§ Exercise requirements: Pictures don't belong in the copy; print all the records exactly.

Point annotation dataset records:
======

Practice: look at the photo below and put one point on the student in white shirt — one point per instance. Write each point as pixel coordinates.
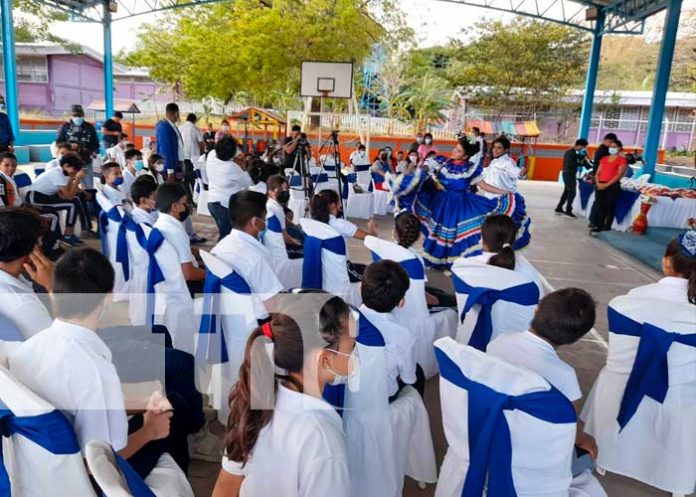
(383, 289)
(562, 318)
(112, 179)
(498, 234)
(172, 204)
(294, 447)
(225, 178)
(57, 190)
(61, 149)
(20, 236)
(278, 193)
(144, 198)
(70, 366)
(326, 207)
(242, 249)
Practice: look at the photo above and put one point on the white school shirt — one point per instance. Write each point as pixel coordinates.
(501, 173)
(301, 452)
(22, 306)
(522, 266)
(50, 182)
(175, 233)
(225, 178)
(529, 351)
(273, 208)
(128, 180)
(668, 288)
(191, 137)
(70, 367)
(343, 226)
(113, 195)
(400, 347)
(141, 216)
(248, 257)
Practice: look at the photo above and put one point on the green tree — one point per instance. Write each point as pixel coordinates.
(526, 64)
(257, 45)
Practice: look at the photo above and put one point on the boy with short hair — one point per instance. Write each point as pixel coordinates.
(383, 289)
(562, 317)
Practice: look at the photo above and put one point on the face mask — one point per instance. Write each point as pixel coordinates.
(283, 197)
(185, 214)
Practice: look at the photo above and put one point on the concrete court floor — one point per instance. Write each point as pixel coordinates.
(567, 256)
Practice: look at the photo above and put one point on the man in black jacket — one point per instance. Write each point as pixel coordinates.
(573, 159)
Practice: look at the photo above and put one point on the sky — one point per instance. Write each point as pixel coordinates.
(435, 22)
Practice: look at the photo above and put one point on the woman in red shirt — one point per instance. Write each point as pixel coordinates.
(608, 177)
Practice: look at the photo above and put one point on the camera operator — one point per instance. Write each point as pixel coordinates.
(296, 145)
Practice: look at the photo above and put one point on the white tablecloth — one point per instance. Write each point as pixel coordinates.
(666, 213)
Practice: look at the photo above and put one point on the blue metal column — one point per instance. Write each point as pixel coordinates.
(9, 65)
(591, 78)
(108, 64)
(664, 68)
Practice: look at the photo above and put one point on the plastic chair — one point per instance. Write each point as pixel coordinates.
(415, 315)
(491, 301)
(642, 406)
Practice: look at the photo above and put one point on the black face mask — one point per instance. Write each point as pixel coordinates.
(283, 197)
(185, 214)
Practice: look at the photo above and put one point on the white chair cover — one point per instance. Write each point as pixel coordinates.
(657, 445)
(506, 316)
(173, 305)
(33, 470)
(288, 271)
(121, 286)
(165, 480)
(334, 268)
(415, 315)
(541, 450)
(237, 316)
(381, 439)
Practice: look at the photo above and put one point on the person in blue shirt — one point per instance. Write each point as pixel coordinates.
(6, 134)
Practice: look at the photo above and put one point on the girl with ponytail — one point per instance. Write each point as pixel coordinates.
(679, 269)
(282, 438)
(498, 234)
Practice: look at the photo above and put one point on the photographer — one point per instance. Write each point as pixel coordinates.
(296, 148)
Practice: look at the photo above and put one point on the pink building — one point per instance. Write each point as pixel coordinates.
(51, 78)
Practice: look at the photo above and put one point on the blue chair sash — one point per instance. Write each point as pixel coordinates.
(211, 321)
(649, 375)
(490, 447)
(52, 431)
(525, 294)
(273, 224)
(311, 265)
(413, 267)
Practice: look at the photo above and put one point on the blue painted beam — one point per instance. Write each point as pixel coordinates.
(591, 78)
(9, 67)
(108, 64)
(664, 68)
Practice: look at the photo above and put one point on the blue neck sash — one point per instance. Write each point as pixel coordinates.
(413, 267)
(525, 294)
(650, 373)
(311, 265)
(52, 431)
(490, 447)
(211, 320)
(273, 224)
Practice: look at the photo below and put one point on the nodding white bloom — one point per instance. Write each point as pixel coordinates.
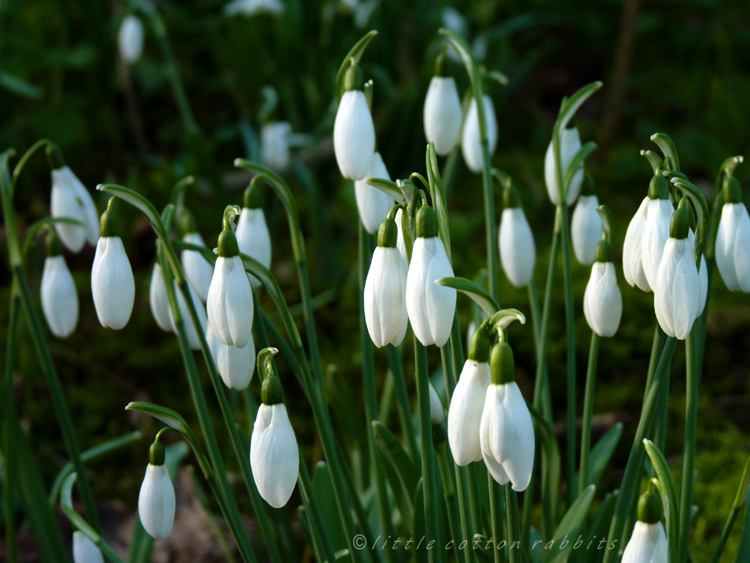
(69, 198)
(515, 241)
(156, 502)
(442, 110)
(373, 203)
(677, 290)
(471, 141)
(230, 297)
(59, 295)
(130, 39)
(602, 302)
(733, 240)
(252, 233)
(274, 147)
(648, 544)
(112, 283)
(467, 402)
(431, 307)
(506, 433)
(274, 455)
(586, 229)
(84, 550)
(385, 290)
(236, 365)
(570, 144)
(157, 297)
(353, 130)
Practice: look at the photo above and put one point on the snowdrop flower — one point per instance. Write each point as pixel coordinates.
(373, 204)
(230, 297)
(112, 283)
(130, 39)
(586, 225)
(515, 241)
(677, 291)
(467, 402)
(506, 433)
(252, 231)
(156, 502)
(648, 544)
(442, 110)
(275, 144)
(84, 550)
(385, 290)
(69, 198)
(733, 239)
(353, 130)
(570, 144)
(602, 302)
(471, 144)
(59, 295)
(430, 306)
(274, 455)
(197, 269)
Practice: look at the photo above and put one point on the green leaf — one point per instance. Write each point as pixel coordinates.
(355, 53)
(399, 469)
(570, 525)
(476, 293)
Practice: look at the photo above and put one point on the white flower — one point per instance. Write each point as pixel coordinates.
(602, 302)
(677, 291)
(157, 297)
(648, 544)
(442, 114)
(274, 456)
(112, 283)
(570, 144)
(471, 144)
(507, 436)
(254, 239)
(516, 245)
(59, 297)
(69, 198)
(197, 269)
(632, 251)
(84, 550)
(586, 229)
(385, 295)
(156, 502)
(465, 412)
(230, 302)
(733, 247)
(373, 204)
(130, 39)
(430, 306)
(354, 134)
(275, 144)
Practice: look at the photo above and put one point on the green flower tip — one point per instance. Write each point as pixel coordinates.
(427, 222)
(271, 392)
(156, 454)
(502, 366)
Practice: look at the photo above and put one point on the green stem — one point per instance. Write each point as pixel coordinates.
(588, 412)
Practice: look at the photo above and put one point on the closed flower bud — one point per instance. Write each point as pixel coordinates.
(130, 39)
(471, 141)
(156, 502)
(353, 130)
(373, 204)
(84, 550)
(570, 144)
(431, 307)
(275, 145)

======

§ Answer to this problem:
Practice: look at the photo below and put one point on the student in white shirt — one point per instance. Write each point as pixel coordinates.
(383, 289)
(562, 318)
(112, 179)
(498, 234)
(172, 204)
(294, 447)
(225, 178)
(57, 190)
(61, 149)
(20, 236)
(278, 193)
(144, 198)
(70, 366)
(326, 207)
(242, 249)
Practice: look at the photo above and put one point on the white school shirt — one point per instance. Write each point as pixel coordinates.
(501, 173)
(301, 452)
(22, 306)
(522, 266)
(50, 182)
(175, 233)
(225, 178)
(529, 351)
(273, 208)
(128, 180)
(668, 288)
(191, 137)
(70, 367)
(343, 226)
(113, 195)
(400, 347)
(141, 216)
(248, 257)
Practice: look at the photo above and put one point on the green tree — one point per instance. Write each point as pixel coordinates.
(526, 64)
(257, 45)
Practice: look at the photo above and put one point on the boy with short hair — one point per instance. Write each point as pixel coordinates.
(383, 289)
(562, 317)
Practice: look at the photo above and put one point on the face mask — one point per instance. Write each point as pixel coordinates.
(283, 197)
(185, 214)
Practice: look at the photo above and put one point on the concrete court floor — one point per instance. Write each point as pixel coordinates.
(567, 256)
Practice: look at the photo above and put one point on the man in black jacket — one point per instance. Write each point as pixel coordinates.
(573, 159)
Practice: look at the photo above and put one point on the sky — one point per instance. Write each point as pixel coordinates.
(435, 22)
Practice: look at the photo above and put one point on the woman in red shirt — one point per instance. Write each point as pixel coordinates.
(608, 177)
Practice: look at the photo above and put one point on the camera operator — one point per instance. Write each point as pixel coordinates.
(296, 145)
Practice: look at the photo above and put one point on the white tablecloth — one point per instance. Write each point as pixel coordinates.
(666, 213)
Practice: look at the photo above and put one point on the blue metal column — one point per instance. Write each point as pixel coordinates.
(9, 65)
(591, 78)
(108, 64)
(664, 68)
Practice: look at the photo above and put one point on the plastic chair — one point per instance. Write each point as pixel coordinates.
(415, 315)
(491, 301)
(642, 406)
Practice: look at the photo above and put one point on the black face mask — one point per instance. Write each point as pixel coordinates.
(283, 197)
(185, 214)
Practice: look at the photo above and put one point on the white chair cover — one point per instance. Write each point as pixel coordinates.
(657, 445)
(506, 316)
(173, 305)
(33, 470)
(288, 271)
(121, 286)
(165, 480)
(334, 268)
(415, 315)
(541, 450)
(237, 316)
(381, 439)
Practice: look at the photo above and put one point on the person in blue shirt — one point per instance. Write each point as pixel coordinates.
(6, 134)
Practice: look at the photo above and put one point on the girl with ponytail — one point per instance. Write each point as pixel coordinates.
(679, 269)
(282, 438)
(498, 234)
Practice: look at the photo above and put one point on the photographer — one point per instance. Write each point as pixel coordinates.
(296, 148)
Practice: look at the photo above and put one point on the pink building — one point per instance. Write each point as pixel coordinates.
(51, 78)
Practice: look at the photo above and put one point on the blue chair sash — one point per instance. Write each point as pixel coordinates.
(211, 321)
(649, 375)
(490, 447)
(52, 431)
(525, 294)
(273, 224)
(311, 265)
(413, 267)
Practice: look at the photo above and put one point on the blue painted beam — one point per instance. Write each point as pixel coordinates.
(591, 78)
(9, 67)
(108, 64)
(664, 68)
Practice: look at the photo above and put one point on the blue neck sash — one point per instance. Write each point as pixel coordinates.
(413, 267)
(525, 294)
(650, 373)
(311, 265)
(52, 431)
(490, 447)
(211, 320)
(273, 224)
Practice: look at the photo below and put one point on the nodding white bloom — one point per instance. Write each point as pixel coordinates.
(69, 198)
(515, 241)
(156, 502)
(442, 110)
(373, 203)
(677, 290)
(471, 141)
(230, 297)
(59, 295)
(130, 39)
(602, 302)
(733, 240)
(252, 233)
(274, 147)
(648, 544)
(112, 283)
(467, 402)
(431, 307)
(506, 433)
(274, 455)
(586, 229)
(84, 550)
(385, 290)
(236, 365)
(570, 144)
(157, 297)
(353, 130)
Practice: look at the photo above and put one point on the snowdrop flower — one point per instance. Write each point as pixel coordinates.
(373, 204)
(230, 297)
(112, 283)
(130, 39)
(586, 225)
(515, 241)
(677, 291)
(467, 402)
(506, 433)
(252, 231)
(156, 502)
(648, 544)
(442, 110)
(275, 144)
(84, 550)
(385, 290)
(69, 198)
(733, 239)
(353, 130)
(570, 144)
(602, 302)
(471, 144)
(59, 295)
(430, 306)
(274, 455)
(197, 269)
Practice: look at the photo above and put one point on the green leaf — one point per instance. Write each point as pixel coordinates.
(355, 53)
(399, 469)
(570, 525)
(476, 293)
Practice: look at the photo above and put one point on the white flower — one point per instance. Write each point as pixel coordinates.
(602, 302)
(677, 291)
(157, 297)
(648, 544)
(442, 114)
(274, 456)
(112, 283)
(570, 144)
(471, 144)
(507, 436)
(254, 239)
(516, 245)
(59, 297)
(69, 198)
(197, 269)
(632, 251)
(84, 550)
(586, 229)
(385, 295)
(156, 502)
(465, 412)
(230, 302)
(733, 247)
(373, 204)
(130, 39)
(430, 306)
(354, 134)
(275, 144)
Practice: look at the photo above and put one point on the green flower tip — one point per instance. Write each point as pixel coordinates.
(427, 222)
(271, 392)
(156, 454)
(502, 366)
Practice: look at the photo above and put one point on the green stem — one point per instance. Write each point as pixel coordinates.
(588, 412)
Practice: look at the photo above and put one point on the closed flower bud — one point per instance. Write each point as pixel coordinates.
(130, 39)
(471, 141)
(156, 502)
(353, 130)
(373, 204)
(84, 550)
(570, 144)
(431, 307)
(275, 145)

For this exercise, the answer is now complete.